• _PROVIDED TEXT_
Hey there, internet rando!
I'm Adam Coster, CEO and co-founder of video game studio Butterscotch Shenanigans (@bscotch).
I'm a fullstack web developer and DevOps enthusiast, but also spend a lot of my time thinking about data, productivity, and business (see my personal blog). I talk about all of that a lot on my weekly podcast, Coffee with Butterscotch, co-hosted by my co-founders (and literal brothers).
I'm embracing the monorepo lifestyle, and so this repo will accumulate stuff I create outside of work. Most of the stuff I create is for work, so at any given moment there might not be much of anything in here.
Most of the stuff I've worked on is closed source. Here's a quick summary of my biggest projects:
- Video Game Webtech: I develop and maintain all of the webtech for our games, starting in 2015 with our "BscotchID" service, which in 2018 I replaced with a shinier service, "Rumpus". Migrating users between those systems without downtime was quite the endeavor! BscotchID/Rumpus features include:
- Cross-platform save syncing (e.g. allowing players to switch between a mobile device and a console without losing progress)
- Cross-platform user-generated content sharing (in Levelhead, players can create and share custom levels and compete on per-level leaderboards)
- Centralized account management, allowing players to connect their accounts to any platform account
- A public API allowing players to build their own projects using data from Levelhead
- Studio Website: I develop and maintain the central website for our studio, which is basically the front-end for Rumpus. I built it with Vue v2 and have been slowly migrating it to Vue3 Typescript. I admit to being a middling front-end developer; the vast majority of my development time goes into the backend and tools to support our games and team. Still, I think the site came out alright. Features include:
- A custom newsletter system, allowing our team to build and send a variety of opt-in newsletters to our players and other groups
- The "Feedbag" -- a system for collecting and managing player feedback at scale
- Automated game changelogs, generated from Git messages and made available via the site (see Levelhead's Patchnotes as an example)

[Saved entries]
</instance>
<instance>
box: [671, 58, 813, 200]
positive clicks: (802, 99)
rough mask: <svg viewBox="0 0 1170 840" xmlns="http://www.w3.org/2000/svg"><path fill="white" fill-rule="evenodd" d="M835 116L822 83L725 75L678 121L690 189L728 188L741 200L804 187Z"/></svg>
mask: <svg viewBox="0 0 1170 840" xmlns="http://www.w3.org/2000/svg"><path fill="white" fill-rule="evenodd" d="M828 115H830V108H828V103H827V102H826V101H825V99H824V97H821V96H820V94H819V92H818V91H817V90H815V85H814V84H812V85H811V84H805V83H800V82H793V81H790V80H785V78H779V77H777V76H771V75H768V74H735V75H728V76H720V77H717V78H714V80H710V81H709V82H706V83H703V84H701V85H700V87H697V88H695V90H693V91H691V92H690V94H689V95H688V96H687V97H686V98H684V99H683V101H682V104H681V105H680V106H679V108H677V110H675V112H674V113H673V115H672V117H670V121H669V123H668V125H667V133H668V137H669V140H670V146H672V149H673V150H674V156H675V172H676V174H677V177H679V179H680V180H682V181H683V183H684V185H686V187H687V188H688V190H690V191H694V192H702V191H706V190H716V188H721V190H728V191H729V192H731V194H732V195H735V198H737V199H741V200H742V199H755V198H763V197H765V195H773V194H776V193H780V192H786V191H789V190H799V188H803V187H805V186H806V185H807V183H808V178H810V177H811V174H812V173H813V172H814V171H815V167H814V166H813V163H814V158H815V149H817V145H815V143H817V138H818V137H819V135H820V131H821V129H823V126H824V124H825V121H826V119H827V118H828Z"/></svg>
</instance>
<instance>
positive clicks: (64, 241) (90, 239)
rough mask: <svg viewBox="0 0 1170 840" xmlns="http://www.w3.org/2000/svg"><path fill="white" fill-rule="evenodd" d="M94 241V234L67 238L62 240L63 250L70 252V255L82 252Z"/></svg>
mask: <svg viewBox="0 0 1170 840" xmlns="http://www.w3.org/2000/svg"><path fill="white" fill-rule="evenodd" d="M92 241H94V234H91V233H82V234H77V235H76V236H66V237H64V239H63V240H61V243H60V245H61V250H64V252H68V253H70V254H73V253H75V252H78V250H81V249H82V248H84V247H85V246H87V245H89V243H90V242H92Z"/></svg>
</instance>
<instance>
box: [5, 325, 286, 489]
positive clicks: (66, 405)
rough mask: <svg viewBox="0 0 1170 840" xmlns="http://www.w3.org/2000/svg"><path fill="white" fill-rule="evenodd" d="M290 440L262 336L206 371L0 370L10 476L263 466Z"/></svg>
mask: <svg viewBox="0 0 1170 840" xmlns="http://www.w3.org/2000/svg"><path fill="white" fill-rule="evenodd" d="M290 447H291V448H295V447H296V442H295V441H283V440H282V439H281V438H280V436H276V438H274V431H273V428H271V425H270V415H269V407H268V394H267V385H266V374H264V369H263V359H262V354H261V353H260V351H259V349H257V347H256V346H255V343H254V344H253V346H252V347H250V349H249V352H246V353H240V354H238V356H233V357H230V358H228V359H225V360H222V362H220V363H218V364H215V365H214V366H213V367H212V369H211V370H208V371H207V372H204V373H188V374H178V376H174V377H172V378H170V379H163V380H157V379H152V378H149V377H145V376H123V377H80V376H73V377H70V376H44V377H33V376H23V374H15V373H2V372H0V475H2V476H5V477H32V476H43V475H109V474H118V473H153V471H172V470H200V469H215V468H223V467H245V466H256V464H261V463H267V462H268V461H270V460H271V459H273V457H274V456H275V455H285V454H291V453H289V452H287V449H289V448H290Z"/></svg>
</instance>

• _LIST OF TASKS_
A – Copy the passage of the developer profile that begins with the words containing "I'm embracing the" and ends with "anything in here.".
B – Carry on writing the developer profile from the point where it stops.
None of this data is needed.

• _ANSWERS TO THE EXERCISE_
A –
I'm embracing the monorepo lifestyle, and so this repo will accumulate stuff I create outside of work. Most of the stuff I create is for work, so at any given moment there might not be much of anything in here.

B –
- Tons of internal features for our staff to manage aspects of game development, testing, and customer support
- Bscotch String Server. Our last two games were localized into 12 languages, and one of those (Crashlands 2) has well over 100,000 words. Dealing with all of those strings in a way that can best support our team and our external localization partners was quite the endeavor. I created our own "String Server" to mediate that, complete with:
- Auditing/editing strings (with downloadable changes)
- The ability to add context (text, images, video)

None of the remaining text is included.